_What this task involves_: Begin with the line containing "Category: stone paver floor" and reproduce it and all later lines exactly, through the last line of the records. Add nothing else.

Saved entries
---*---
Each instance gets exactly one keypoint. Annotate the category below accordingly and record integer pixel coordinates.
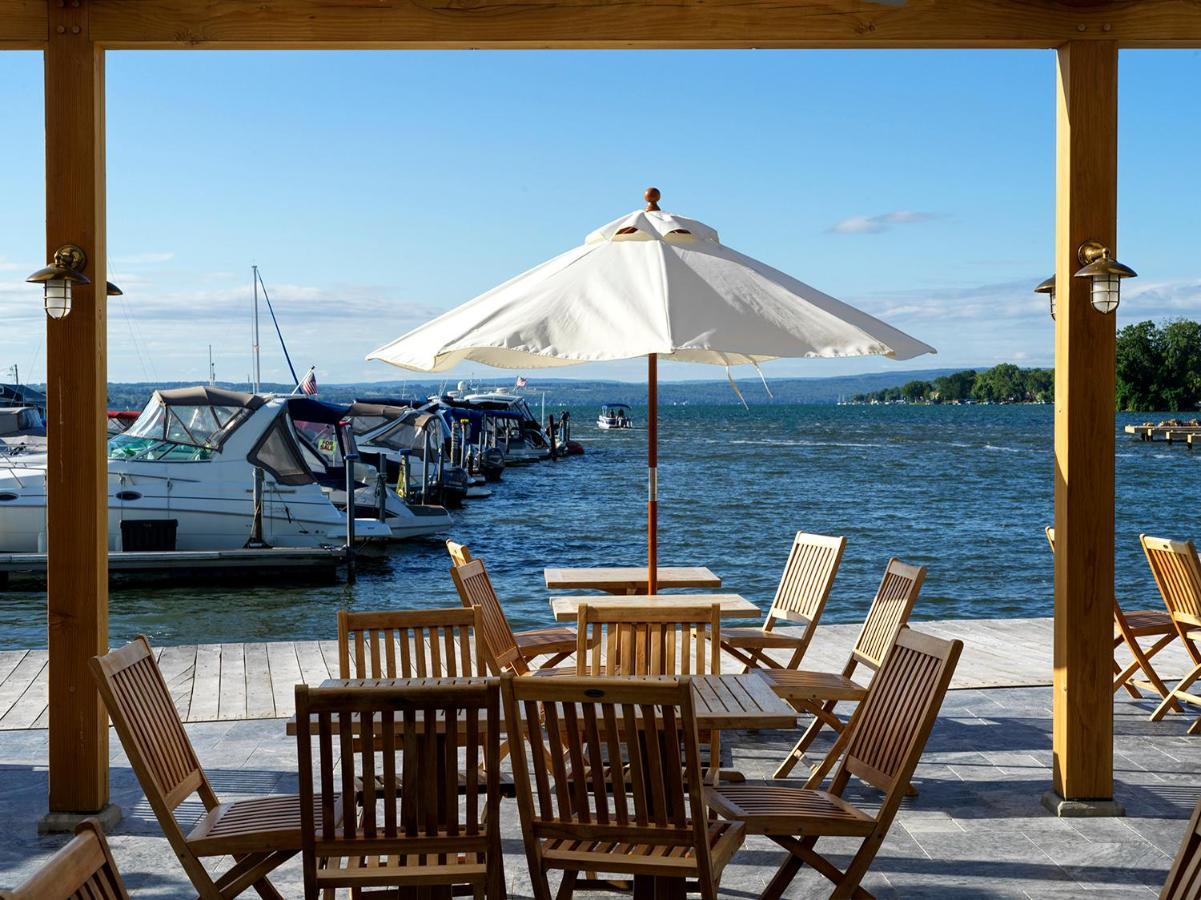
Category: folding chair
(801, 596)
(557, 641)
(1128, 627)
(1177, 572)
(260, 833)
(819, 692)
(411, 832)
(621, 792)
(82, 870)
(888, 734)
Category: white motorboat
(614, 415)
(183, 477)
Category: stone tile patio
(975, 830)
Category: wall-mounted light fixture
(66, 269)
(1105, 272)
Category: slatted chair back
(1184, 877)
(148, 723)
(805, 585)
(414, 823)
(888, 614)
(493, 627)
(566, 734)
(647, 641)
(411, 643)
(459, 553)
(82, 870)
(1177, 572)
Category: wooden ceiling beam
(638, 23)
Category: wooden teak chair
(888, 734)
(260, 833)
(82, 870)
(1177, 572)
(801, 596)
(646, 818)
(1184, 877)
(556, 641)
(1128, 627)
(819, 692)
(412, 832)
(408, 643)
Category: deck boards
(231, 681)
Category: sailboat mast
(255, 347)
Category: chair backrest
(1184, 878)
(1177, 572)
(459, 553)
(82, 870)
(628, 639)
(890, 727)
(151, 733)
(410, 643)
(807, 579)
(493, 629)
(889, 613)
(406, 775)
(569, 737)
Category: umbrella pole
(652, 472)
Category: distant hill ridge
(572, 392)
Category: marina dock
(238, 681)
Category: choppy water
(965, 490)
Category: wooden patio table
(723, 702)
(734, 606)
(628, 579)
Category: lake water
(965, 490)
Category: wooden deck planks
(231, 681)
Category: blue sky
(377, 189)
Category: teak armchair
(800, 598)
(1128, 627)
(819, 692)
(888, 734)
(1177, 572)
(260, 833)
(647, 818)
(411, 830)
(408, 643)
(1184, 877)
(82, 870)
(557, 641)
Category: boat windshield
(177, 434)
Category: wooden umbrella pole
(652, 472)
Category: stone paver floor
(977, 829)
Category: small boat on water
(614, 416)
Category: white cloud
(877, 224)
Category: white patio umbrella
(649, 284)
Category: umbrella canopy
(649, 284)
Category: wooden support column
(1086, 207)
(77, 472)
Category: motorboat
(183, 477)
(613, 416)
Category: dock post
(350, 459)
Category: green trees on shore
(1158, 370)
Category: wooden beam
(1086, 207)
(77, 471)
(23, 24)
(640, 23)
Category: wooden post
(77, 470)
(1086, 207)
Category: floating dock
(310, 564)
---*---
_Answer to this problem_:
Category: stone paver floor
(977, 829)
Category: small boat on water
(614, 416)
Category: white cloud
(877, 224)
Category: white patio umbrella
(649, 284)
Category: umbrella canopy
(649, 284)
Category: wooden support column
(1086, 207)
(77, 472)
Category: motorboat
(183, 477)
(613, 416)
Category: dock post
(350, 459)
Category: green trees on shore
(1158, 370)
Category: wooden beam
(1086, 207)
(77, 471)
(23, 24)
(640, 23)
Category: wooden post
(77, 470)
(1086, 207)
Category: floating dock
(310, 564)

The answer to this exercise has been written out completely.